- [EXERCISE]: In the entries that follow, how many lines contain the word "overcast"? Answer with the number only.

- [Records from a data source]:
----------------

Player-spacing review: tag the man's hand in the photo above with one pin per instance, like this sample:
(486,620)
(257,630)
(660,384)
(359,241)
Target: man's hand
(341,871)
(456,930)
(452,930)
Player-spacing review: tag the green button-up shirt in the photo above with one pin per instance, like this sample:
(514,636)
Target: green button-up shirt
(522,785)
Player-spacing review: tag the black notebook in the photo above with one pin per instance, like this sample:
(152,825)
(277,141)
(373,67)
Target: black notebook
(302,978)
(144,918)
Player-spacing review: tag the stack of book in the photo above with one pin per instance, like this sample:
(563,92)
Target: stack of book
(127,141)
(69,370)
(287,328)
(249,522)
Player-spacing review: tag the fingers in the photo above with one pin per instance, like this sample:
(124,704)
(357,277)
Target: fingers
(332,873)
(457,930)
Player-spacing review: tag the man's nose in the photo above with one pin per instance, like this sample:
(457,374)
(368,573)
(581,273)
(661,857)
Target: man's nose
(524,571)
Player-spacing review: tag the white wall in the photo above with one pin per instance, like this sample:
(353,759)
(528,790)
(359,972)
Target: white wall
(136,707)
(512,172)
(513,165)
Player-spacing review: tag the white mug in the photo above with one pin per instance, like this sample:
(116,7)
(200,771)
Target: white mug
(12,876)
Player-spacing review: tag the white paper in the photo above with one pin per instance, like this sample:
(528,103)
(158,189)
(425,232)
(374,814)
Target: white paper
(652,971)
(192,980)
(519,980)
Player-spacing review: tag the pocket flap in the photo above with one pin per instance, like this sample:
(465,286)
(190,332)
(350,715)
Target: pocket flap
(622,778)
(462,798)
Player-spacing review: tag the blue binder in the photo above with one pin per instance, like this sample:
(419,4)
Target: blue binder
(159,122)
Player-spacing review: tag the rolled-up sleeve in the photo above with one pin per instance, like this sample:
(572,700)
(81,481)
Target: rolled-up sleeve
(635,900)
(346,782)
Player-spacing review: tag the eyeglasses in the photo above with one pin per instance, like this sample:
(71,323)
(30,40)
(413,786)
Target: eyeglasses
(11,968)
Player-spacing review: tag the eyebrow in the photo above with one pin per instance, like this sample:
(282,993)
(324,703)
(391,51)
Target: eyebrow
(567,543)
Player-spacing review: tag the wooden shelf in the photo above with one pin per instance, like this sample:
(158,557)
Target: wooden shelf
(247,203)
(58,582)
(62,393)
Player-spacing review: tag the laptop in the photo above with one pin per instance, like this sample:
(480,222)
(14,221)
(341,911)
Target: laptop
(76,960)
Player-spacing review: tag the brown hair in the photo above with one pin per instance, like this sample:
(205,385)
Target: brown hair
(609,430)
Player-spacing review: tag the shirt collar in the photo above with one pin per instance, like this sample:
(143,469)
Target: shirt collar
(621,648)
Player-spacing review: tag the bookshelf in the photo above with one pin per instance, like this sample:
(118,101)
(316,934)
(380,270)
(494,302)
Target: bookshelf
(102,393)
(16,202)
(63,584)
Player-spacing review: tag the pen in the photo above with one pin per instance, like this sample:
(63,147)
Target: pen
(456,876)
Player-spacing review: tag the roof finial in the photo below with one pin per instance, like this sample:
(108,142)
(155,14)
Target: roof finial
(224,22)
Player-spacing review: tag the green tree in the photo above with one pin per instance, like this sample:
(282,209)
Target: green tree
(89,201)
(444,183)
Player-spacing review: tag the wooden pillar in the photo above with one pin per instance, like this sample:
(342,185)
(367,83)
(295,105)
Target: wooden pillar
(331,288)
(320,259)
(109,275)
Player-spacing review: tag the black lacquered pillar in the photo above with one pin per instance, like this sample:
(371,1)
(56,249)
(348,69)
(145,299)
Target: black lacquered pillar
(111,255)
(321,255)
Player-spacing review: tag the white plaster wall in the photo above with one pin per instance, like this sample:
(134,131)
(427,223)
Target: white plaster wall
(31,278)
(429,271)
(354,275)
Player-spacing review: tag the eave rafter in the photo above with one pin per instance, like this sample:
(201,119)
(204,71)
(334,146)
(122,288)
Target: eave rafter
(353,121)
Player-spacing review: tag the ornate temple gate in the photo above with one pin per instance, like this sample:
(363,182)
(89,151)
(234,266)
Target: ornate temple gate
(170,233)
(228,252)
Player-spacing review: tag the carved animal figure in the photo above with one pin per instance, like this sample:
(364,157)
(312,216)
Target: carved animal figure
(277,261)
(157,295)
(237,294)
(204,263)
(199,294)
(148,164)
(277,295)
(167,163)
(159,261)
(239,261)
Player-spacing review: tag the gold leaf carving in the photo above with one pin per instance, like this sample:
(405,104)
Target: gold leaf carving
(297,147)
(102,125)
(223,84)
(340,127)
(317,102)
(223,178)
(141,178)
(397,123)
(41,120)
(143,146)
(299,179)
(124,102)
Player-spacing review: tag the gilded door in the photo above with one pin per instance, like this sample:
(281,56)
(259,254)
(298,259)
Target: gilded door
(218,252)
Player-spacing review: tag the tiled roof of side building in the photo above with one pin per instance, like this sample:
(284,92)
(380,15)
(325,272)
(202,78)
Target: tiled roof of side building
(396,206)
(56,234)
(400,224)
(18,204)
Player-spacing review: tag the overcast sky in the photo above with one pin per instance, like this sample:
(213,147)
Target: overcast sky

----------------

- [RESPONSE TO THIS EXERCISE]: 2